Gensyn has since been dedicated to ensuring the accuracy of machine learning tasks processed on devices through a combination of proofs, game-theoretic incentive mechanisms, and probabilistic checks. While the specifics can become quite technical, Gensyn is committed to developing a system that enables anyone to use any computational device worldwide for training machine learning models.

TechFlow: Sam Altman wants $7 trillion to operate AI chip factories to take the challenge of global chip shortage problems. Is his plan realistic in terms of scaling chip supplies? Meanwhile, what specific problem is Gensyn tackling compared to Altman's solution?

Ben:

Regarding the AI space and the challenges it faces, Gensyn addresses a similar issue to what Sam Altman is tackling. Essentially, there are two ways to solve the problem of computing access. Machine learning is becoming increasingly ubiquitous, likely to be integrated into every piece of technology we use, moving from imperative code to probabilistic models. These models require vast amounts of computing power. When you compare the demand for compute with the world's ability to manufacture chips, you'll notice a significant divergence; demand is skyrocketing, while chip production is only gradually increasing.

The solution lies in either (1) manufacturing more chips to meet the demand or (2) enhancing the efficiency of existing chips' usage.

Ultimately, both strategies are necessary to address the growing demand for computing resources.

I think what Sam Altman has effectively done is confront the problem head-on. The issue lies in the chip supply chain, which is incredibly complex. Certain parts of this supply chain are particularly challenging, and only a handful of companies have the capability to manage these complexities. Currently, many governments are starting to view this as a geopolitical concern, investing in initiatives to relocate semiconductor fabrication plants domestically and address some of the bottlenecks within the supply chain.

What Sam Altman has proposed, in my view, is to test the market with the 7 trillion dollar figure, to gauge how critical the global financial markets perceive this problem to be. The lack of outright rejection of this staggering number has been fascinating. It prompted a collective reconsideration: 'That sounds absurd, but is it?'

This reaction indicates that there is indeed a significant concern and a willingness to allocate substantial funds to address it. By setting such a high benchmark, Altman has effectively created a reference point for any future efforts in chip production. This strategic move suggests that even if the actual cost doesn't reach 7 trillion dollars, it sets a precedent for substantial investment in this area, signaling a strong commitment to tackling the chip manufacturing challenge.

Our approach at Gensyn differs; we aim to optimize the use of existing chips across the globe. Many of these chips, found in devices ranging from gaming GPUs to Macbooks with M1, M2, M3 chips, remain underutilized.

They are perfectly capable of supporting AI processes without the need for developing new AI-specific processors. However, leveraging these existing resources requires a protocol that integrates them into a cohesive network, similar to how TCP/IP facilitates internet communication.

This protocol would enable on-demand access to these devices for computational tasks.

The key distinction between our protocol and traditional open-source protocols like TCP/IP lies in the financial aspect. While the latter are purely technological solutions, utilizing hardware resources involves inherent costs, such as electricity and the physical cost of the hardware itself.

--- PROBLEM SET ---
1 – Copy the Gensyn interview from "This protocol would" to "the hardware itself.", and replace "electricity" with "energy".
2 – Write the next part of the Gensyn interview, starting after its last sentence.
The records come from a source other than the Gensyn interview.

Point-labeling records
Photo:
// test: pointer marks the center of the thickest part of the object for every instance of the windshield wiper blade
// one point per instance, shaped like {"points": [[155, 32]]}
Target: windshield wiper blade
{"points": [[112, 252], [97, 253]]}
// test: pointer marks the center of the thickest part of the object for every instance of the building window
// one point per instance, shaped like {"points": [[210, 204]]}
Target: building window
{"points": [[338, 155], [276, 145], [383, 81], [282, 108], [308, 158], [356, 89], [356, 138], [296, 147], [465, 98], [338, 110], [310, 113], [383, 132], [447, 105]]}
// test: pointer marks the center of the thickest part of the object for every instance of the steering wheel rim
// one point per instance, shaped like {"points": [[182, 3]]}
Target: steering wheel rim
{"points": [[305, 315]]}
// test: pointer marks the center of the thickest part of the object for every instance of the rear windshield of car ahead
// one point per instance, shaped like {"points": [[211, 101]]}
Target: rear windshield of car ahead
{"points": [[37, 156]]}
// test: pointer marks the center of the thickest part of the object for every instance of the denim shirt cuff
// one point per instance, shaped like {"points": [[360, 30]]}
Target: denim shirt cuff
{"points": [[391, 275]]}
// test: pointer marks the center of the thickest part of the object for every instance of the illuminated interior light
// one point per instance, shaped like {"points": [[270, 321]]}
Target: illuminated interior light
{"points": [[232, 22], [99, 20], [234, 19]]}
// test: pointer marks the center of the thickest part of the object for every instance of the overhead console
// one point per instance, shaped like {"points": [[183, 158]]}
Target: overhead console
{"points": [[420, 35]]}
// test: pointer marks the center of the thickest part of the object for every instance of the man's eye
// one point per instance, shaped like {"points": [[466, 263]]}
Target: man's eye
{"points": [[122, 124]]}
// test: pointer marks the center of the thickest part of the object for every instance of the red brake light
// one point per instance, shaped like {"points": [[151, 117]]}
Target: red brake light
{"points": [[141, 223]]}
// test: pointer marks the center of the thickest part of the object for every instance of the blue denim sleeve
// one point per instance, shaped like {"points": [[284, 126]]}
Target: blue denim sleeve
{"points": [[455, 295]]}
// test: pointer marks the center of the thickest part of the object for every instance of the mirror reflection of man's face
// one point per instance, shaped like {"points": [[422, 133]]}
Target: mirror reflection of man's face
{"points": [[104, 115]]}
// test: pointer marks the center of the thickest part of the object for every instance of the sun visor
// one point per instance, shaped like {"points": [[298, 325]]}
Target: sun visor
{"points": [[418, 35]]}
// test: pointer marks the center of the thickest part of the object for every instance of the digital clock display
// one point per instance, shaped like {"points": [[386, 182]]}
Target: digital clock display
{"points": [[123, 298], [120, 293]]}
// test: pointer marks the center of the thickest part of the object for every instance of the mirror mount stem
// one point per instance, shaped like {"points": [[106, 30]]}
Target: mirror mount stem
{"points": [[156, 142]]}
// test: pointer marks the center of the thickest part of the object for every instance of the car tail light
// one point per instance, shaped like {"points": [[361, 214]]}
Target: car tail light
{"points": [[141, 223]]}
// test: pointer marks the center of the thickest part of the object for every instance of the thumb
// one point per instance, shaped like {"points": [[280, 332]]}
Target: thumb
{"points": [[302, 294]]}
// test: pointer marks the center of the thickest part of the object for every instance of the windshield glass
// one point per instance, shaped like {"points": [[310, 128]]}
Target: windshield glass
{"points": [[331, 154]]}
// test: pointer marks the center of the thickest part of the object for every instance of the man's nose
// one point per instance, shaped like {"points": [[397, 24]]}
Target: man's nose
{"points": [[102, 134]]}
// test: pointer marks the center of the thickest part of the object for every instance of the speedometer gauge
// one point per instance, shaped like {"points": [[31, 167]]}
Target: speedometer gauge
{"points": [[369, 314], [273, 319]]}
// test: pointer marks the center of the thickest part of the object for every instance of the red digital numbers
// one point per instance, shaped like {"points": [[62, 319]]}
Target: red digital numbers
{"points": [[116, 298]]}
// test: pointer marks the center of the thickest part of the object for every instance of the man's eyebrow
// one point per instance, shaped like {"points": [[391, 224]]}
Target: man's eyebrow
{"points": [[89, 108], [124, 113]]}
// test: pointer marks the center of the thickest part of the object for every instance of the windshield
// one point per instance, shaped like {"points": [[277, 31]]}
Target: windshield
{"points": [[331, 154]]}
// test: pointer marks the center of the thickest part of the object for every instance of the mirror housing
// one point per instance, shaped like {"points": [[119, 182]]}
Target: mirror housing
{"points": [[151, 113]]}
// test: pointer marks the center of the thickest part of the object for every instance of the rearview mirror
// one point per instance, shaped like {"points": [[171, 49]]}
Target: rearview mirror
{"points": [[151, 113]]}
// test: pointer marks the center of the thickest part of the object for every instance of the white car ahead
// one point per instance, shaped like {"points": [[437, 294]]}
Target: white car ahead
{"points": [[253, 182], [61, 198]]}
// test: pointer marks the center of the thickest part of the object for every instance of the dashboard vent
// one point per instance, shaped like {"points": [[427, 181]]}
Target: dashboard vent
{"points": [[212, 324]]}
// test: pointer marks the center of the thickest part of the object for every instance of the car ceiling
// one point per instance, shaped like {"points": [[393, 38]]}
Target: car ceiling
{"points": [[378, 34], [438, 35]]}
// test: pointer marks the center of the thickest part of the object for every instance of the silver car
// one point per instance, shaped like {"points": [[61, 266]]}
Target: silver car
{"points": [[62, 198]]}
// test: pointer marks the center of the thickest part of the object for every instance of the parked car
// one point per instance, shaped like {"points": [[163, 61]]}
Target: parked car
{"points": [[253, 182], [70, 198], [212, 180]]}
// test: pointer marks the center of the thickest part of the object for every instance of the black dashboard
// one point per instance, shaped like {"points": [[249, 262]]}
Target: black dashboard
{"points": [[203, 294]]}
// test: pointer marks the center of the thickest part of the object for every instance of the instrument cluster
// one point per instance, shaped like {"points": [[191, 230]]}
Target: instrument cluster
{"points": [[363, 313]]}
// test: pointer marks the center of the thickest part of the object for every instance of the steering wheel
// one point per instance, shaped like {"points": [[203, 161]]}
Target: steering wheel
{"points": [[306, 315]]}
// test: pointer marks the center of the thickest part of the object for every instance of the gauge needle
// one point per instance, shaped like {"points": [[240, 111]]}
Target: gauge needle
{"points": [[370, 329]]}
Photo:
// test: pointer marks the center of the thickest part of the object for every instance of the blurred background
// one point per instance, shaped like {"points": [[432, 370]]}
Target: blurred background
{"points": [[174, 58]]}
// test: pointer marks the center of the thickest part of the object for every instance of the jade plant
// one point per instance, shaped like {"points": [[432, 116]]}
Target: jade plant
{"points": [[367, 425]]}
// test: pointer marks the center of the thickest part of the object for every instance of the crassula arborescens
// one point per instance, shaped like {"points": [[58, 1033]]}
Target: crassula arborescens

--- EXERCISE RESPONSES ---
1 –
This protocol would enable on-demand access to these devices for computational tasks.

The key distinction between our protocol and traditional open-source protocols like TCP/IP lies in the financial aspect. While the latter are purely technological solutions, utilizing hardware resources involves inherent costs, such as energy and the physical cost of the hardware itself.

2 –
To address this, our protocol incorporates cryptocurrency and decentralization principles to establish value flows, compensating hardware owners for their contribution.

Gensyn thus represents a dual-natured solution: it's both an open-source protocol for software connectivity and a financial mechanism for resource compensation.

Moreover, the challenges in the machine learning market extend beyond just compute resources.

Define Gensyn's Dual-natured Solution

TechFlow: What is Gensyn's dual-natured solution in your simplest terms?

Ben:

In the simplest terms, Gensyn operates as a peer-to-peer network utilizing open-source software. If you possess a device capable of performing machine learning training tasks, running this software integrates your device into what's essentially a gossip network.

This network comprises nodes, each representing devices like yours, all operating the software without relying on a central server. Instead, devices communicate directly, sharing information about available hardware and tasks to be performed, ensuring proof of work completion.

A fundamental aspect of Gensyn is the absence of a centralized authority in this communication process. For instance, if you're using a MacBook, it connects and communicates with other MacBooks, exchanging information about hardware capabilities and available tasks. This direct interaction among devices circumvents the need for a central server.

For Gensyn, the challenge lies in verifying off-chain, non-deterministic computations that are too large for blockchain execution.

Our solution involves a verification mechanism that allows a device to produce a verifiable proof of the computation it has performed.

This proof can be checked by another device, ensuring the integrity of the work without revealing which portions of the task will be verified. This prevents devices from only completing parts of the task likely to be checked.

Our system facilitates a method where devices, acting as solvers and verifiers, engage in a cryptographic proof process or selective work rerun to establish the validity of the completed tasks.

This process culminates on the blockchain, confirming the task's successful execution to all nodes.

In essence, Gensyn is about nodes interoperating, verifying each other's work, and reaching consensus on completed tasks. Payments for tasks are executed within this framework, leveraging blockchain's trust mechanism.

This technical ecosystem mirrors Ethereum's functionality, focusing on mutual verification among nodes to ensure task integrity.

The primary goal is achieving consensus on task completion through minimal computational efforts, ensuring system integrity while accommodating large-scale machine learning tasks.

Gensyn can be divided into two main components.

This setup allows any node to perform any computation, provided it can later verify the work on the blockchain side.

We're establishing a communication infrastructure that spans all nodes, facilitating information sharing, model splitting if necessary, and extensive data handling. This setup supports various model training methods, such as data parallelism, model parallelism, and pipeline partitioning, without the immediate need for trust coordination.

Dual-natured Solution = State Machine + Machine Learning Task Communication

Gensyn State Machine

TechFlow: How does the Gensyn chain work for peer-2-peer compute contribution?

Ben:

Initially, it's assumed that all participants are fulfilling their roles and generating proofs. Then, attention shifts to the blockchain side, where we maintain a shared state akin to other blockchains, hashing transactions and operations, including hashing the previous block, which forms the chain.

The consensus among participants is that if the computations in a block match and produce the same hash, then the work is agreed upon as correctly done, allowing us to progress to the next block. This is where the rewards for producing blocks come into play.

Gensyn operates as a proof-of-stake blockchain, rewarding validators for their contribution to block production.

Creating a block involves (1) hashing the operations required for machine learning verification work (2) alongside the transactions that occurred within that block.

While our approach mirrors systems like Ethereum, our unique contributions primarily lie in the communication side, especially in how nodes manage and collaborate on machine learning tasks.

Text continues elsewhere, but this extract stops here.